Alcohol Consumption and Risk of Dementia and Cognitive Decline Among Older Adults With or Without Mild Cognitive Impairment
JAMA Network Open, September 27, 2019 - Koch, Manja, et al.
(Article is open to the public, but I could not get a hyperlink to work.)
This study extracted data from the Gingko Evaluation of Memory Study conducted between 2000-2008 on 3021 U.S. participants averaging 78 yrs. Participants were free of dementia at the start of the study, and were followed for 6 years. Some participants had MCI. Alcohol use was self-reported.
The goal of the study was to examine the effect of alcohol use on development of dementia, and to see if either MCI or APOE status would affect the results. When dementia was plotted against 4 categories of weekly alcohol use (#drinks = none, 0.1–0.9, 1-7, 7-14, 14+), a U-shaped curve was noted for those without MCI. The lowest point on the risk curve was at 9 drinks/week.

━━━━━━━━━━━━━━━━━━━━

• **YOUR TASKS**:
- A) Copy the alcohol and dementia summary from "Alcohol Consumption and" up to and including "Manja, et al.", swapping "Older Adults" for "Elderly People".
- B) Continue the alcohol and dementia summary from the point where it stops.
The listing that comes next has no connection to the summary of the alcohol and dementia study.

━━━━━━━━━━━━━━━━━━━━

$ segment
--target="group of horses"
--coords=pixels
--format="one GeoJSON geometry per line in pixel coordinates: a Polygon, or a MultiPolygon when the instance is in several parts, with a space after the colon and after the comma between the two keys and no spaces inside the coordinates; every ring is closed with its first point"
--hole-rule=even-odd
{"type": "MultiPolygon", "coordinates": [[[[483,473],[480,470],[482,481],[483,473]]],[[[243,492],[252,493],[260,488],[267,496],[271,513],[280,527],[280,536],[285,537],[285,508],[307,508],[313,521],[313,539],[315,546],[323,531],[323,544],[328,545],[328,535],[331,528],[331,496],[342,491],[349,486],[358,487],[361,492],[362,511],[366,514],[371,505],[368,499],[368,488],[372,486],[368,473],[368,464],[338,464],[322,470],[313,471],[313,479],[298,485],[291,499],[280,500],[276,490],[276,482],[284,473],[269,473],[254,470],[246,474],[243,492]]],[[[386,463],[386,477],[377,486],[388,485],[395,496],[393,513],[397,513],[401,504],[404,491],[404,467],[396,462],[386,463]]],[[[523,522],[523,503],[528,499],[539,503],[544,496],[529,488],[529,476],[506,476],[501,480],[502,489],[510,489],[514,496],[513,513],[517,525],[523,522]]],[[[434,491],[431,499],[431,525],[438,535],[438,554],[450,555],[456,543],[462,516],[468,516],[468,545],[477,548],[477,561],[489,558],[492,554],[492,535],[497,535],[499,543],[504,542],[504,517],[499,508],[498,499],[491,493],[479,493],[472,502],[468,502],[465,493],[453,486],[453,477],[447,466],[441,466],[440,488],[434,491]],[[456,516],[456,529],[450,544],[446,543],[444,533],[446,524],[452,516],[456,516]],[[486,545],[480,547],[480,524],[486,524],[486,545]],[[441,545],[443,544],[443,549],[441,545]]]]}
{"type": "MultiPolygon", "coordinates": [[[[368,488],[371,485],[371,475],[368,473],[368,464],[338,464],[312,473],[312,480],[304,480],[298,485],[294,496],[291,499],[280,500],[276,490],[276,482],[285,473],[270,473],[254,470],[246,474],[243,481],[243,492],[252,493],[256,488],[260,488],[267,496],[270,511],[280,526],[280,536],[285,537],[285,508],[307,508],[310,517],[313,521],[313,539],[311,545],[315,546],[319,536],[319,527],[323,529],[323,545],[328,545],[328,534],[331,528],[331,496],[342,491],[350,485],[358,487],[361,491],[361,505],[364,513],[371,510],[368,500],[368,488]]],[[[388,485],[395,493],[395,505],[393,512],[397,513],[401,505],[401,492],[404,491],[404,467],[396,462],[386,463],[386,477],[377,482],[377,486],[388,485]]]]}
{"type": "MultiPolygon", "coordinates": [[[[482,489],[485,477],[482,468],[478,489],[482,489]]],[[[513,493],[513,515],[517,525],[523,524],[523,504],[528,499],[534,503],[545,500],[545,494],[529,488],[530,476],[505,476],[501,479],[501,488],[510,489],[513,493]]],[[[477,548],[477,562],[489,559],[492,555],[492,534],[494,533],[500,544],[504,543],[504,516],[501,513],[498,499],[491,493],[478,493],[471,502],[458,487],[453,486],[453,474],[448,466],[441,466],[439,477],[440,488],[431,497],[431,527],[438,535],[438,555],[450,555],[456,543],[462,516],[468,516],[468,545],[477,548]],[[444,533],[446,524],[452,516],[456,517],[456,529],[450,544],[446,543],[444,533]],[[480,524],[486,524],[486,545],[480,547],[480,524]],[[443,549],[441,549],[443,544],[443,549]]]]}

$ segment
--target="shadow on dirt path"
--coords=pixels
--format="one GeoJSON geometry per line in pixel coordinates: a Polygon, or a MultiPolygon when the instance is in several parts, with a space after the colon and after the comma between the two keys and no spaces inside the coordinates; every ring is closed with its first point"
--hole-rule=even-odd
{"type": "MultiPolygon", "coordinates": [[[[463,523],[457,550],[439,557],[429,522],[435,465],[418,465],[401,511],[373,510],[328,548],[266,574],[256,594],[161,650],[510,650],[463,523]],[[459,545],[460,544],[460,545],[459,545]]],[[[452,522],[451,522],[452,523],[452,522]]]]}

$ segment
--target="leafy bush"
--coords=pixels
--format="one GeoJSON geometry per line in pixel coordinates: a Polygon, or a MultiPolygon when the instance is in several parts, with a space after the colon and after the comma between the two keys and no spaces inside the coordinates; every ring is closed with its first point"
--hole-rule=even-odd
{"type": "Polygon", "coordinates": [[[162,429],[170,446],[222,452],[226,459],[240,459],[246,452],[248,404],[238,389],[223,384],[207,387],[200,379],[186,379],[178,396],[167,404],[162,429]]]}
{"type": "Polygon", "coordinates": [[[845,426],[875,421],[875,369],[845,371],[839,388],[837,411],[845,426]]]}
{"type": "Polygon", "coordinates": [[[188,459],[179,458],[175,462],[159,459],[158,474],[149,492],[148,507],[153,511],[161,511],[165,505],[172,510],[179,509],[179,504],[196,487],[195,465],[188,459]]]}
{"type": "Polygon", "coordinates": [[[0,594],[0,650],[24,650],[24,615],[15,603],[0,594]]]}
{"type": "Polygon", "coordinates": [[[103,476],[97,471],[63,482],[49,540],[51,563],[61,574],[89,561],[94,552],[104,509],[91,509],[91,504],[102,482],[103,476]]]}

━━━━━━━━━━━━━━━━━━━━

• **ANSWERS TO THE EXERCISE**:
- A)
Alcohol Consumption and Risk of Dementia and Cognitive Decline Among Elderly People With or Without Mild Cognitive Impairment
JAMA Network Open, September 27, 2019 - Koch, Manja, et al.

- B)
Low daily or weekly alcohol use correlates with lower risk of dementia in this group of participants. “In this study, complete abstention and consuming more than 14.0 drinks per week (compared with drinking <1.0 drink per week) were associated with lower cognitive scores among participants aged 72 years and older. [However], particular caution is needed among individuals with MCI who continue to drink alcohol.” Participants with MCI who drank more than 14 drinks per week experienced the greatest risk of dementia of any of the subgroups during the study period.
There were 571 APOE4 carriers and 1845 noncarriers. Compared to the reference group of less than one drink per week (0.1-0.9 drinks), participants who consumed zero alcohol or more than 14 drinks/week were at higher risk of dementia in the APOE4 non-carriers, but not in APOE4 carriers. There was no association of alcohol use with dementia risk in APOE4 carriers…in fact the risk ratio was nearly flat across the 4 categories of alcohol intake. Curious.
# drinks/week none…..0.1-0.9…..1-7…..7.1-14…..14+
APOE E4 + 0.93……ref=1…….0.74…...0.77…...0.77
APOE E4 - 1.27……ref=1…….1.05…..0.93……1.45
They include a pretty long paragraph of study limitations worth noting, among which is lack of information on lifestyle specifics and comorbidities, although they did control for some factors like smoking and diabetes. Further, the variation of risk within in each number reported above as the "average" was wide.
E3/E4, My mother was diagnosed with AD at age 73.